_Task_
Recast every line of the data below as a Markdown table with two columns, Index for the row number and Entry for the line, leaving out blank lines. Omit the pictures from the table.

_Information provided_
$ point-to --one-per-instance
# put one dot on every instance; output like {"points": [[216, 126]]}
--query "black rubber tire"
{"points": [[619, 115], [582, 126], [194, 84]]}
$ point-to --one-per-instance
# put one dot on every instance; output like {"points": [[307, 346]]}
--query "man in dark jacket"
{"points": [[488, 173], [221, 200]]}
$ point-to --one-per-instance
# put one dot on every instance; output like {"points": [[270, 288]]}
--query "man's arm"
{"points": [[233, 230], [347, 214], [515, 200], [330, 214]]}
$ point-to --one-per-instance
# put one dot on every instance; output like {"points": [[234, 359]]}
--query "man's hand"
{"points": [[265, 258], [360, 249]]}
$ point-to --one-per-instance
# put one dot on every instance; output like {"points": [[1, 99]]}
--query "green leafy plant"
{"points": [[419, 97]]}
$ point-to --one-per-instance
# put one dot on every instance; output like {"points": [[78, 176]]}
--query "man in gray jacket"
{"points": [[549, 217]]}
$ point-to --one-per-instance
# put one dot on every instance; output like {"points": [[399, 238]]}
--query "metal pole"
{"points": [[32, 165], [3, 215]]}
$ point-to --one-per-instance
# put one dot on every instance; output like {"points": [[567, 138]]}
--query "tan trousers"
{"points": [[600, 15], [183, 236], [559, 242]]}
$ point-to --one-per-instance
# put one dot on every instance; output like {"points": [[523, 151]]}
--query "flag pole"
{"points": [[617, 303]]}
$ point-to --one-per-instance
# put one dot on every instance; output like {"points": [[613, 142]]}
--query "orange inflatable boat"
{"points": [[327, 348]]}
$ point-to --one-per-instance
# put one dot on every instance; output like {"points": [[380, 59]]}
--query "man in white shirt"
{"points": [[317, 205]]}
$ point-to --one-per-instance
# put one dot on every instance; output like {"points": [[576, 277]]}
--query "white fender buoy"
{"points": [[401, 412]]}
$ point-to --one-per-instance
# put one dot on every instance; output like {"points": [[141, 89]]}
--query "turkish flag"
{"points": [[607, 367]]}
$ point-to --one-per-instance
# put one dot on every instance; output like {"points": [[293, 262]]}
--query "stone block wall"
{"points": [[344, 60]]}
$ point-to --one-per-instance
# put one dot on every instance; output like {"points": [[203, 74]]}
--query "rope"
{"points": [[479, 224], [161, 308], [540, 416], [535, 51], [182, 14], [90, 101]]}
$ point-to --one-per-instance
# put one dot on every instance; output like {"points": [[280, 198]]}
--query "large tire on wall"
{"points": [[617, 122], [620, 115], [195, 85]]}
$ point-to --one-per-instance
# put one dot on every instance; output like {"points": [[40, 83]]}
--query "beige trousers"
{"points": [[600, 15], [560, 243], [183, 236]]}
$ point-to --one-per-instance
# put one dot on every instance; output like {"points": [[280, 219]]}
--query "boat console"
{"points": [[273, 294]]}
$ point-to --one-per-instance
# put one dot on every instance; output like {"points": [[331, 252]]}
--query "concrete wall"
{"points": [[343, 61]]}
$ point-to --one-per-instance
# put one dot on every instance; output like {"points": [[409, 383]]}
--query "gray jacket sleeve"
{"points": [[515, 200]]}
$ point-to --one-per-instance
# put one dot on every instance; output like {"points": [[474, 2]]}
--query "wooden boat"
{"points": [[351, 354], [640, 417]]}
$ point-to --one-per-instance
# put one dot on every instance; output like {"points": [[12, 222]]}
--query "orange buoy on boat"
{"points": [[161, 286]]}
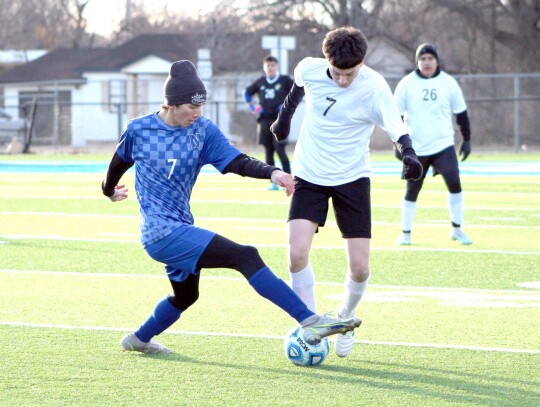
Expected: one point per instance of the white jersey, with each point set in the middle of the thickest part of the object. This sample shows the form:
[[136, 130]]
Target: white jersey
[[428, 105], [333, 144]]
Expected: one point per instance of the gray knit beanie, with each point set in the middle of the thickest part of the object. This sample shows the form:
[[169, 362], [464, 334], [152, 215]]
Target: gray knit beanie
[[183, 85]]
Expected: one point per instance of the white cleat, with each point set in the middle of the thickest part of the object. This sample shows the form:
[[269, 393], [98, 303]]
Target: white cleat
[[404, 239], [130, 343], [326, 326], [458, 234], [344, 344]]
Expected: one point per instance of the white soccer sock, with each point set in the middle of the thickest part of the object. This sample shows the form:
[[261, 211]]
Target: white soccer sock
[[455, 204], [408, 210], [303, 284], [351, 297]]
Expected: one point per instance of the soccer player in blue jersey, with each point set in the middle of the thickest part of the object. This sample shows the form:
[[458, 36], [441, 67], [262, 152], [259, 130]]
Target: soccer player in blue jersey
[[168, 149], [271, 90]]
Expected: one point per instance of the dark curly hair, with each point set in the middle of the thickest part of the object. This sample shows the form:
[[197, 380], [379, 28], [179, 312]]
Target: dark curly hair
[[345, 47]]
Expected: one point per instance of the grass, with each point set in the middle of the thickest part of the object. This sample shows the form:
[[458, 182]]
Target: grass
[[444, 324]]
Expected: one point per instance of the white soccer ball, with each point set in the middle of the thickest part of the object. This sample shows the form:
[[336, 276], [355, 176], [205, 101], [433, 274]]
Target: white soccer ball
[[301, 353]]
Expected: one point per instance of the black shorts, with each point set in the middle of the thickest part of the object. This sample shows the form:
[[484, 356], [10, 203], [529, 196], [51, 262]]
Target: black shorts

_Answer to this problem_
| Index | Entry |
|---|---|
| 1 | $ point-to --one-per-instance |
| 2 | # put one dot on every instance; output like {"points": [[216, 126]]} |
| 3 | --query "black rubber tire" |
| 4 | {"points": [[619, 115], [582, 126], [194, 84]]} |
| 5 | $ point-to --one-per-instance |
| 6 | # put one dot on every instance; output like {"points": [[307, 346]]} |
| 7 | --query "man in dark jacket" |
| 8 | {"points": [[488, 173], [221, 200]]} |
| 9 | $ point-to --one-per-instance |
| 10 | # put one dot on every instance; output like {"points": [[270, 288]]} |
| 11 | --query "man's arm" |
| 12 | {"points": [[233, 230], [347, 214], [515, 200], [330, 214]]} |
| 13 | $ point-to --one-per-instance |
| 14 | # put one dot on every instance; output like {"points": [[234, 359]]} |
| 15 | --query "man's hand" |
| 16 | {"points": [[265, 258], [360, 249]]} |
| 17 | $ point-to --one-per-instance |
| 18 | # put one dot on every instance; output like {"points": [[1, 99]]} |
| 19 | --query "green leafy plant" |
| 20 | {"points": [[419, 97]]} |
| 21 | $ point-to --one-per-instance |
| 22 | # put one dot on every instance; output like {"points": [[78, 176]]} |
| 23 | --query "man in gray jacket" |
| 24 | {"points": [[549, 217]]} |
| 25 | $ point-to --one-per-instance |
| 26 | # put one dot on every instance; output like {"points": [[399, 238]]} |
| 27 | --query "metal pole" |
| 28 | {"points": [[32, 165], [3, 215]]} |
| 29 | $ point-to --one-per-instance |
| 30 | # put one dot on every instance; output like {"points": [[567, 138]]} |
| 31 | --query "tan trousers" |
| 32 | {"points": [[600, 15], [183, 236], [559, 242]]} |
| 33 | $ point-to --one-per-instance |
| 34 | # put one dot on every instance; output like {"points": [[523, 151]]} |
| 35 | --query "flag pole" |
| 36 | {"points": [[617, 303]]} |
| 37 | $ point-to --one-per-instance |
| 38 | # put one dot on every instance; output like {"points": [[613, 142]]} |
| 39 | --query "orange inflatable boat" |
| 40 | {"points": [[327, 348]]} |
| 41 | $ point-to --one-per-instance |
| 42 | # put one dot on every instance; output like {"points": [[380, 59]]} |
| 43 | --query "man in white shirt" |
| 44 | {"points": [[317, 205]]} |
| 45 | $ point-to --one-per-instance |
| 46 | # put one dot on every instance; output like {"points": [[576, 277]]} |
| 47 | --query "white fender buoy" |
| 48 | {"points": [[401, 412]]} |
| 49 | $ point-to --one-per-instance |
| 50 | # put one dot on every instance; output like {"points": [[141, 89]]} |
| 51 | --query "turkish flag" |
| 52 | {"points": [[607, 367]]} |
| 53 | $ point-to --one-per-instance |
| 54 | # put one dot on every instance; output like {"points": [[293, 262]]} |
| 55 | --query "stone block wall" |
| 56 | {"points": [[344, 60]]} |
| 57 | $ point-to --one-per-instance |
| 58 | # put one dot on every instance; output like {"points": [[203, 74]]} |
| 59 | --query "rope" |
| 60 | {"points": [[479, 224], [161, 308], [540, 416], [535, 51], [182, 14], [90, 101]]} |
| 61 | $ point-to --one-per-instance |
| 62 | # put one dot on every instance; output like {"points": [[280, 198]]} |
| 63 | --query "large tire on wall" |
| 64 | {"points": [[617, 122], [620, 115], [195, 85]]} |
| 65 | $ point-to --one-per-instance |
| 66 | # put one dot on every instance; output like {"points": [[40, 83]]} |
| 67 | --query "beige trousers" |
| 68 | {"points": [[600, 15], [560, 243], [183, 236]]} |
| 69 | $ point-to --one-per-instance |
| 70 | # put one dot on every instance; output like {"points": [[280, 219]]} |
| 71 | --query "boat console" |
| 72 | {"points": [[273, 294]]} |
| 73 | $ point-to --one-per-instance |
| 74 | # put one dot on every instance; output like {"points": [[331, 252]]} |
| 75 | --query "concrete wall" |
| 76 | {"points": [[343, 61]]} |
| 77 | $ point-to --one-per-instance |
| 78 | # put one dot on every instance; output like {"points": [[409, 383]]} |
| 79 | --query "gray jacket sleeve" |
| 80 | {"points": [[515, 200]]} |
| 81 | $ point-to --one-per-instance |
| 82 | # put one dot on every instance; output like {"points": [[474, 2]]} |
| 83 | --query "wooden boat" |
| 84 | {"points": [[351, 354], [640, 417]]} |
| 85 | $ point-to --one-per-instance |
| 86 | # put one dot on every instance; output like {"points": [[12, 222]]} |
| 87 | --query "orange buoy on boat" |
| 88 | {"points": [[161, 286]]} |
| 89 | Expected: one point per instance of the white jersey, with each point set in the middle of the thickest part of the object. This sample shows the form: |
| 90 | [[136, 130]] |
| 91 | Target: white jersey |
| 92 | [[428, 105], [333, 144]] |
| 93 | Expected: one point per instance of the gray knit beanie, with each point set in the middle of the thickest part of the object. This sample shows the form: |
| 94 | [[169, 362], [464, 334], [152, 215]] |
| 95 | Target: gray knit beanie |
| 96 | [[183, 85]] |
| 97 | Expected: one point per instance of the white cleat, with each point set in the middle of the thickest part of the object. This sample shows the form: |
| 98 | [[269, 393], [98, 303]] |
| 99 | Target: white cleat |
| 100 | [[404, 239], [130, 343], [326, 326], [458, 234], [344, 344]] |
| 101 | Expected: one point per instance of the white soccer sock, with each point set in the middle of the thickest part of the object. This sample shows the form: |
| 102 | [[261, 211]] |
| 103 | Target: white soccer sock |
| 104 | [[455, 204], [408, 210], [303, 284], [351, 297]] |
| 105 | Expected: one point per instance of the soccer player in blue jersey, with each point set in the middle of the thickest part of the object. This sample shows the form: |
| 106 | [[458, 36], [441, 67], [262, 152], [259, 130]] |
| 107 | Target: soccer player in blue jersey |
| 108 | [[168, 149], [271, 90]] |
| 109 | Expected: one point per instance of the dark curly hair, with each point set in the middle of the thickest part of the object. This sample shows the form: |
| 110 | [[197, 380], [379, 28], [179, 312]] |
| 111 | Target: dark curly hair |
| 112 | [[345, 47]] |
| 113 | Expected: one point per instance of the grass, with each point set in the middle of the thickest part of the object. This sample shows the form: |
| 114 | [[458, 182]] |
| 115 | Target: grass |
| 116 | [[444, 324]] |
| 117 | Expected: one point per instance of the white soccer ball, with each point set in the middle of the thickest part of the object. This sample shows the form: |
| 118 | [[336, 276], [355, 176], [205, 101], [433, 274]] |
| 119 | Target: white soccer ball |
| 120 | [[301, 353]] |
| 121 | Expected: one point per instance of the black shorts, with each point set in the middle of the thickest part of the object. This sample shows the form: |
| 122 | [[484, 356], [10, 203], [529, 196], [51, 262]] |
| 123 | Target: black shorts |